◆ Exercise requirements
**1)** Rewrite the cribsheet text starting at "Testing the real" and ending at "normally distributed pop.", substituting "dataset" for "sample".
**2)** In the cribsheet text, how many degrees of freedom does the chi-squared statistic W have?

Cribsheet CC-BY-NC

Maintainer: admin

The pdf is here http://cs.mcgill.ca/~yzhou53/stuff/cribsheet.pdf

The source is:

\documentclass[landscape]{article}
\usepackage{amsmath}
\usepackage{amssymb}
\usepackage{amsthm}
\usepackage[T1]{fontenc}
\usepackage{multicol}
\usepackage[margin=1cm]{geometry}
\usepackage[margin=1cm]{geometry}
\setlength{\parindent}{0in}
\begin{document}
\begin{multicols}{3}

Testing the real standard dev of a sample:
$$W=\frac{(n-1)S^2}{\sigma^2_0}, W \sim \chi^2\:df=n-1$$

Assume random/independent sample, normally distributed pop.

◆ Listing
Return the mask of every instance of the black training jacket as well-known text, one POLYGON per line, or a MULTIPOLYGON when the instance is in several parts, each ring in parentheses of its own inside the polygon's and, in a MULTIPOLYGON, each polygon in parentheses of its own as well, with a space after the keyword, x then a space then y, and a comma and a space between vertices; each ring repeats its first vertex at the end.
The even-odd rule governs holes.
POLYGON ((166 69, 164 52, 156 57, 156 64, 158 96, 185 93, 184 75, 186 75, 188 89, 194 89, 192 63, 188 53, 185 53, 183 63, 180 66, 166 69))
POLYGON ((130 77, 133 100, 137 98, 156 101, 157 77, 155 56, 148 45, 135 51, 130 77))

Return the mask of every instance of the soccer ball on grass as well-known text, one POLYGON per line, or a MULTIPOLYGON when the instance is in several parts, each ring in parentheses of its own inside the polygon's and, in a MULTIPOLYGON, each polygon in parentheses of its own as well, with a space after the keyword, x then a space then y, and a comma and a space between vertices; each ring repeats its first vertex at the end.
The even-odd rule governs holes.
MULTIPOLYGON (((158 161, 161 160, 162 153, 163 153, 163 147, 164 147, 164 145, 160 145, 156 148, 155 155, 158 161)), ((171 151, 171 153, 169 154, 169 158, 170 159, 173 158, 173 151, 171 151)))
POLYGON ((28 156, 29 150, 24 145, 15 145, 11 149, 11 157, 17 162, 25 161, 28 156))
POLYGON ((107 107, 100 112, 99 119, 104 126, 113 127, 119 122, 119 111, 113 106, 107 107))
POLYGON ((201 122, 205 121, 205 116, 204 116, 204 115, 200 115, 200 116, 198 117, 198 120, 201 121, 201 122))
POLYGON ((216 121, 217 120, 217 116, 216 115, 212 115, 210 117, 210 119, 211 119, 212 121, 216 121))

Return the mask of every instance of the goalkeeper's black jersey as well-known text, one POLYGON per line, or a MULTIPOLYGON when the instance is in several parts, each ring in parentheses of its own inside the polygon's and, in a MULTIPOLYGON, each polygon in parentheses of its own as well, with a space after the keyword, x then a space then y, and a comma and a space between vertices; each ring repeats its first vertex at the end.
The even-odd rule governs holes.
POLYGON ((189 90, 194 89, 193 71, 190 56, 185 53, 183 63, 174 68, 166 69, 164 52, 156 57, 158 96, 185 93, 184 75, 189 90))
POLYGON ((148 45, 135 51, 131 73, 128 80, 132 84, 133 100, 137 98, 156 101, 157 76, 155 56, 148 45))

◆ Outputs by task
**1)**
Testing the real standard dev of a dataset:
$$W=\frac{(n-1)S^2}{\sigma^2_0}, W \sim \chi^2\:df=n-1$$

Assume random/independent dataset, normally distributed pop.

**2)** n-1